GIVEN INSTRUCTION ▸
Return every item below unchanged, reproducing each line character for character.

Shape outline entries ▸
· · · · ·

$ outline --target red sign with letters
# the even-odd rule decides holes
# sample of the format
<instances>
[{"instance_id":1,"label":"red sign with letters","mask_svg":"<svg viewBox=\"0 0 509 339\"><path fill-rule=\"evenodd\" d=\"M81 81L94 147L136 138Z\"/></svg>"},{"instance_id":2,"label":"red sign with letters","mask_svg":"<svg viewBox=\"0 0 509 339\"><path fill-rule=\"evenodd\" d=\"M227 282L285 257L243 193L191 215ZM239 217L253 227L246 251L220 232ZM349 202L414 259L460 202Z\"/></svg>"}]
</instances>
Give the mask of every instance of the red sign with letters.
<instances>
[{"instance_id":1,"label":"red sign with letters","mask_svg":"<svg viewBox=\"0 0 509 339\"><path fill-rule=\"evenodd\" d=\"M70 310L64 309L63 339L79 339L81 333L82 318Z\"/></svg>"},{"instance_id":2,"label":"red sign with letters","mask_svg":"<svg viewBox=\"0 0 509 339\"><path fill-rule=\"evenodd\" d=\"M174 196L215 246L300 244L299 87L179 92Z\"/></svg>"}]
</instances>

· · · · ·

TASK SOLUTION ▸
$ outline --target red sign with letters
# the even-odd rule decides holes
# sample of the format
<instances>
[{"instance_id":1,"label":"red sign with letters","mask_svg":"<svg viewBox=\"0 0 509 339\"><path fill-rule=\"evenodd\" d=\"M81 81L94 147L136 138Z\"/></svg>"},{"instance_id":2,"label":"red sign with letters","mask_svg":"<svg viewBox=\"0 0 509 339\"><path fill-rule=\"evenodd\" d=\"M227 282L285 257L243 193L191 215ZM239 217L253 227L246 251L220 232ZM349 202L414 259L460 202Z\"/></svg>"}]
</instances>
Give the mask of every instance of the red sign with letters.
<instances>
[{"instance_id":1,"label":"red sign with letters","mask_svg":"<svg viewBox=\"0 0 509 339\"><path fill-rule=\"evenodd\" d=\"M70 310L64 309L63 339L79 339L81 333L82 318Z\"/></svg>"},{"instance_id":2,"label":"red sign with letters","mask_svg":"<svg viewBox=\"0 0 509 339\"><path fill-rule=\"evenodd\" d=\"M174 196L215 246L300 244L299 87L179 92Z\"/></svg>"}]
</instances>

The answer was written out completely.